Records drawn from a dataset:
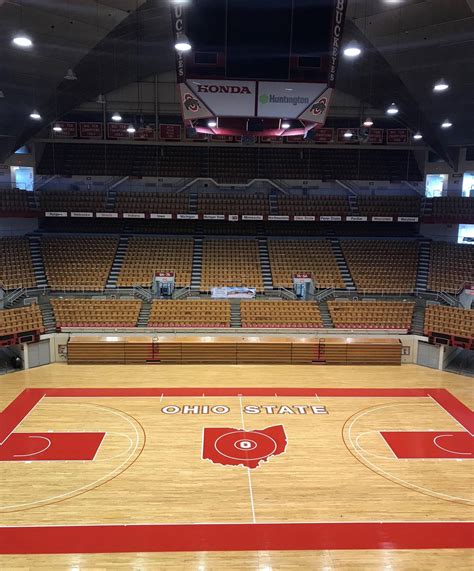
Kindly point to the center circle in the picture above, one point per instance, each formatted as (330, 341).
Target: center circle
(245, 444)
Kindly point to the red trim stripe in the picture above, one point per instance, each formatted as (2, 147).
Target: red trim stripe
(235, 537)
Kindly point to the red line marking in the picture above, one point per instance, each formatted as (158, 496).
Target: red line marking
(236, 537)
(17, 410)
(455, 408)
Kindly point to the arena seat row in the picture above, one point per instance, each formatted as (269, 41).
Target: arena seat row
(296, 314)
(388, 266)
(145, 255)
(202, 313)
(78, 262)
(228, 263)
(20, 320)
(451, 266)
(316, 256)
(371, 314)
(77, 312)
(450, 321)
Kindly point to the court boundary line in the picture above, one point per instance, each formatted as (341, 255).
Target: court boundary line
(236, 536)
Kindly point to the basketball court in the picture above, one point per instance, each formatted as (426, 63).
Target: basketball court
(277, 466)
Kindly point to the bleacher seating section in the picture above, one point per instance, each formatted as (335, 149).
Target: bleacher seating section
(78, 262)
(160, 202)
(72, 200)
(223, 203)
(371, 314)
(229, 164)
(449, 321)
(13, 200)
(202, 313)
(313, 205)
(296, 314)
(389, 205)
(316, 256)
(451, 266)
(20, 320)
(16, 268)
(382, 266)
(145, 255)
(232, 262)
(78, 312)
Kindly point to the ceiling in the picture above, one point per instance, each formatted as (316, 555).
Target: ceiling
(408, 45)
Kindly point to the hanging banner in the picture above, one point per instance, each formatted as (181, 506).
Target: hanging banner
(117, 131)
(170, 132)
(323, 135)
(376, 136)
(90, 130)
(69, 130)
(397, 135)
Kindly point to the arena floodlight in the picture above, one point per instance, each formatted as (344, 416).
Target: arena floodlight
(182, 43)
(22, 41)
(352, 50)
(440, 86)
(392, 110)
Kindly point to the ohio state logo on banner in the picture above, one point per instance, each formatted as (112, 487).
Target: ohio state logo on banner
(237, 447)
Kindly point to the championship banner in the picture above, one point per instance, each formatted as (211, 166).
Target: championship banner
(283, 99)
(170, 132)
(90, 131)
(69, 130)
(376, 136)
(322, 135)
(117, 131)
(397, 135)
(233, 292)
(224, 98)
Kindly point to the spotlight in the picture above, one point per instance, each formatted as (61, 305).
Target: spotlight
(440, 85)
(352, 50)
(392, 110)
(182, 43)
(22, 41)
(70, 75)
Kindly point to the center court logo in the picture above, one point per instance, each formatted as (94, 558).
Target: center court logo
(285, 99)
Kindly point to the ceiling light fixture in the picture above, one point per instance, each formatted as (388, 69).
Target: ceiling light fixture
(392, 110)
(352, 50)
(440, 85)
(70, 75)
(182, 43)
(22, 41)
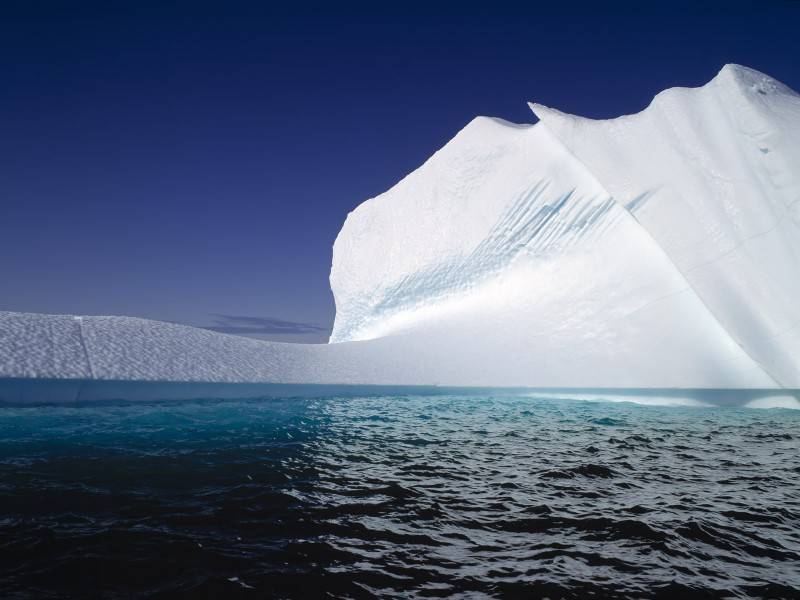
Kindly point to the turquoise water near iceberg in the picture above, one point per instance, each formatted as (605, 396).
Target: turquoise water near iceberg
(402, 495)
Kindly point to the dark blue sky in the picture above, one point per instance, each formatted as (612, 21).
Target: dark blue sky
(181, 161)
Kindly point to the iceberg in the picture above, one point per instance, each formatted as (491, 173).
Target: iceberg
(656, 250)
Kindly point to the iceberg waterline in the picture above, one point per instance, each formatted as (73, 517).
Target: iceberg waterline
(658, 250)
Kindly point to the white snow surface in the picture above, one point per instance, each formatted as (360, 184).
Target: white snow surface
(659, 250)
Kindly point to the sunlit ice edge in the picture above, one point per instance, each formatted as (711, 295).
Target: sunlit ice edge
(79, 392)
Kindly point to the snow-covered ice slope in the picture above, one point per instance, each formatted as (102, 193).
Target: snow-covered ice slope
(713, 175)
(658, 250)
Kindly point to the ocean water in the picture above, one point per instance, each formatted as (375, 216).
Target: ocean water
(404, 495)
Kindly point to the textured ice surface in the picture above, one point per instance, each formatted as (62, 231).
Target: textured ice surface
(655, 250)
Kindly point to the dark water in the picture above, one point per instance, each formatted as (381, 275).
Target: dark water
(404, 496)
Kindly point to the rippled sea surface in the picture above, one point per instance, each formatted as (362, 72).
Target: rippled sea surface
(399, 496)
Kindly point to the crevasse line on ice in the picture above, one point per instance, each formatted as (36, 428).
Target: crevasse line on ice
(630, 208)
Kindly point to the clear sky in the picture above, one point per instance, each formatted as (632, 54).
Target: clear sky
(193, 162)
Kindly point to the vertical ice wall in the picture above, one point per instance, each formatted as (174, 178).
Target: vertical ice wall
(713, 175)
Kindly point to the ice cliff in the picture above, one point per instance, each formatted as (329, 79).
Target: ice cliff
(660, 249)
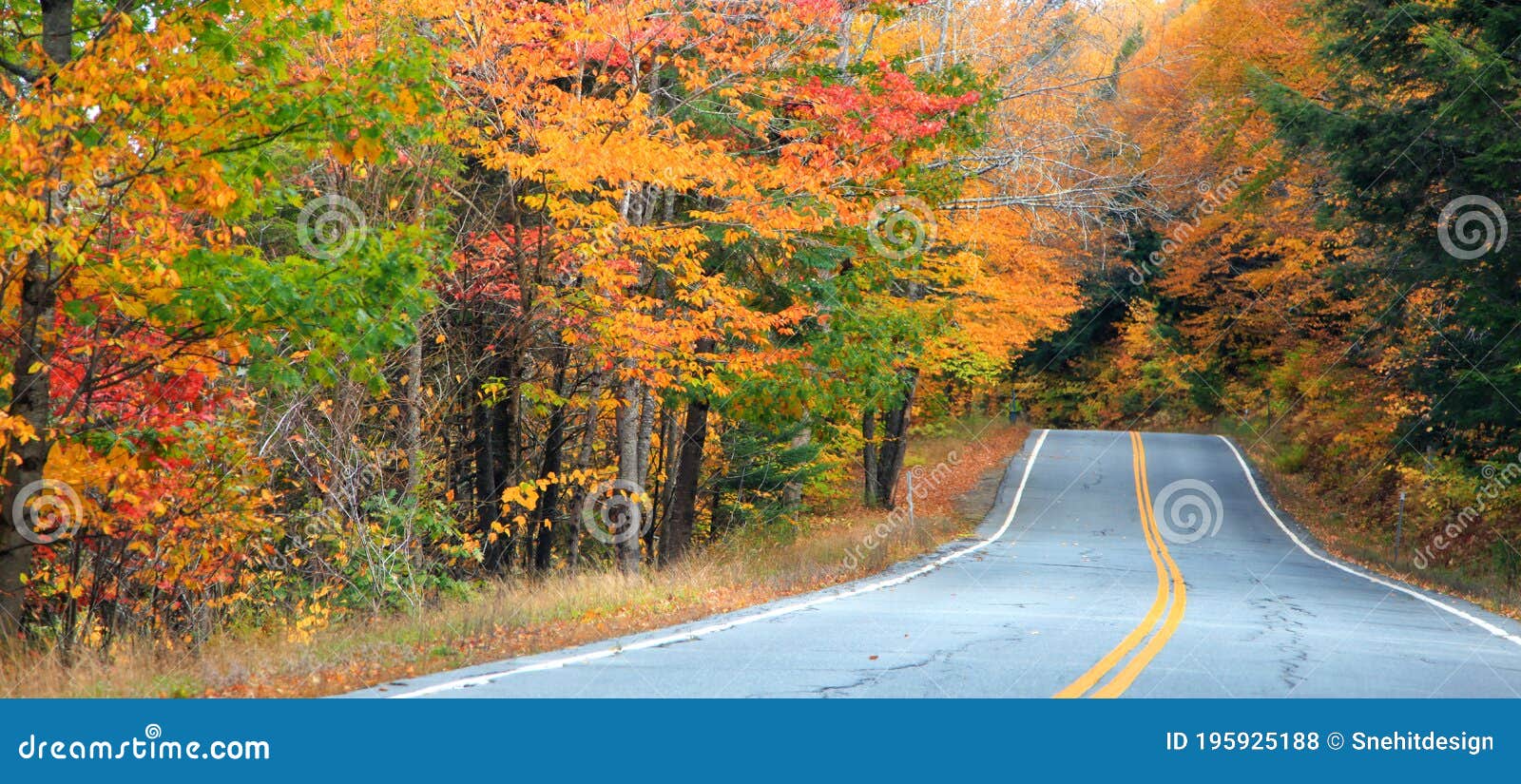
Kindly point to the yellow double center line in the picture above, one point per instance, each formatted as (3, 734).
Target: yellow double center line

■ CHALLENGE ■
Recast all of the items above as a numbered list, with blank lines omitted and the pictures left out.

■ SOLUTION FOR THIS TASK ■
1. Kindly point to the center circle in the picture above, one point per instance, each formatted as (330, 341).
2. Target: center circle
3. (245, 444)
4. Kindly point to the red trim stripe in the picture above, one point per instance, each formatted as (2, 147).
5. Target: red trim stripe
6. (235, 537)
7. Kindly point to the red line marking in the picture above, one point per instance, each formatted as (158, 496).
8. Target: red line marking
9. (236, 537)
10. (17, 410)
11. (455, 408)
12. Kindly point to the arena seat row in the picture above, one point per instance, each formatted as (269, 41).
13. Target: arena seat row
14. (296, 314)
15. (388, 266)
16. (145, 255)
17. (202, 313)
18. (78, 262)
19. (228, 263)
20. (20, 320)
21. (451, 266)
22. (316, 256)
23. (371, 314)
24. (77, 312)
25. (450, 321)
26. Kindly point to the court boundary line in the picture above, one point per instance, each formatted as (341, 255).
27. Target: court boundary line
28. (236, 536)
29. Kindly point to the basketball court in the picture above, one point per instance, each formatted as (426, 63).
30. Target: basketball court
31. (277, 466)
32. Kindly point to the bleacher seating section in the picture above, one point per instance, each formatted as (335, 149).
33. Target: bleacher seating section
34. (78, 262)
35. (160, 202)
36. (72, 200)
37. (223, 203)
38. (371, 314)
39. (229, 164)
40. (449, 321)
41. (13, 200)
42. (202, 313)
43. (313, 205)
44. (296, 314)
45. (389, 205)
46. (316, 256)
47. (451, 266)
48. (20, 320)
49. (16, 268)
50. (382, 266)
51. (145, 255)
52. (232, 262)
53. (78, 312)
54. Kindly point to the ceiling in the picture above, one point per instance, each formatted as (316, 555).
55. Target: ceiling
56. (408, 45)
57. Kindly point to the hanging banner in the picture above, one point per instance, each formatted as (181, 506).
58. Target: hanging banner
59. (117, 131)
60. (170, 132)
61. (323, 135)
62. (376, 136)
63. (90, 130)
64. (69, 130)
65. (397, 135)
66. Kindly point to the arena floodlight in the picture above, one point per instance, each formatted as (344, 416).
67. Target: arena floodlight
68. (182, 43)
69. (22, 41)
70. (352, 50)
71. (440, 86)
72. (392, 110)
73. Kindly point to the ohio state logo on banner in the picture above, one point per instance, each formatted as (112, 487).
74. Target: ohio state logo on banner
75. (237, 447)
76. Kindly point to the championship banner in the picture above, one point per instance, each formatted as (211, 166).
77. Target: championship banner
78. (283, 99)
79. (170, 132)
80. (90, 131)
81. (69, 130)
82. (376, 136)
83. (322, 135)
84. (117, 131)
85. (397, 135)
86. (233, 292)
87. (224, 98)
88. Kindly point to the spotlight in the picture above, one point per instance, each formatted as (61, 305).
89. Target: spotlight
90. (440, 85)
91. (352, 50)
92. (392, 110)
93. (182, 43)
94. (22, 41)
95. (70, 75)
96. Kindly point to the center court logo in the picture above, one point per instance, each formatted as (94, 558).
97. Target: center court logo
98. (285, 99)
99. Kindly point to the ceiling light fixture in the picture above, one point per instance, each formatted as (388, 69).
100. Target: ceiling light fixture
101. (392, 110)
102. (352, 50)
103. (440, 85)
104. (70, 75)
105. (182, 43)
106. (22, 41)
107. Kindly point to the turquoise water near iceberg in the picture above, one point per instance, each formatted as (605, 396).
108. Target: turquoise water near iceberg
109. (402, 495)
110. Kindly point to the dark blue sky in the picture above, one point per instance, each formatted as (612, 21).
111. Target: dark blue sky
112. (181, 161)
113. Kindly point to the iceberg in the picture above, one point per instance, each formatted as (491, 173).
114. Target: iceberg
115. (656, 250)
116. Kindly point to the iceberg waterline in the picture above, one point per instance, each formatted as (73, 517).
117. Target: iceberg waterline
118. (658, 250)
119. Kindly point to the white snow surface in the picture above, one point per instance, each formatted as (360, 184).
120. Target: white snow surface
121. (659, 250)
122. Kindly point to the sunlit ice edge in the picture above, one point per instance, each formatted as (711, 295).
123. Target: sunlit ice edge
124. (79, 392)
125. Kindly point to the snow-covered ice slope in the picture above, one point per instance, each formatted as (102, 193).
126. Target: snow-covered ice slope
127. (713, 175)
128. (658, 250)
129. Kindly point to the ocean water in the picture above, one point per instance, each formatted as (375, 216).
130. Target: ocean water
131. (404, 495)
132. Kindly point to the textured ice surface in the picture above, one point per instance, each formatted as (62, 231).
133. Target: textured ice surface
134. (655, 250)
135. Kindly point to the dark water in the picture above, one point per instance, each formatted as (381, 275).
136. Target: dark water
137. (404, 496)
138. Kindly point to the rippled sea surface in the picture above, one point per instance, each formatted as (362, 72).
139. Target: rippled sea surface
140. (399, 496)
141. Kindly point to the crevasse line on ice in the picture above, one point per instance, each formatted as (36, 428).
142. Target: crevasse line on ice
143. (630, 208)
144. Kindly point to the clear sky in the picture above, one point per instance, each formatted as (632, 54).
145. Target: clear sky
146. (193, 162)
147. Kindly point to the vertical ice wall in the picture above, one point per instance, each formatted as (174, 178).
148. Target: vertical ice wall
149. (713, 175)
150. Kindly point to the ice cliff in the picture above, one point per instance, each formatted as (329, 79).
151. Target: ice cliff
152. (660, 249)
153. Kindly point to the yellow double center line in the picture above, one point per instance, each formatted as (3, 734).
154. Target: yellow double center line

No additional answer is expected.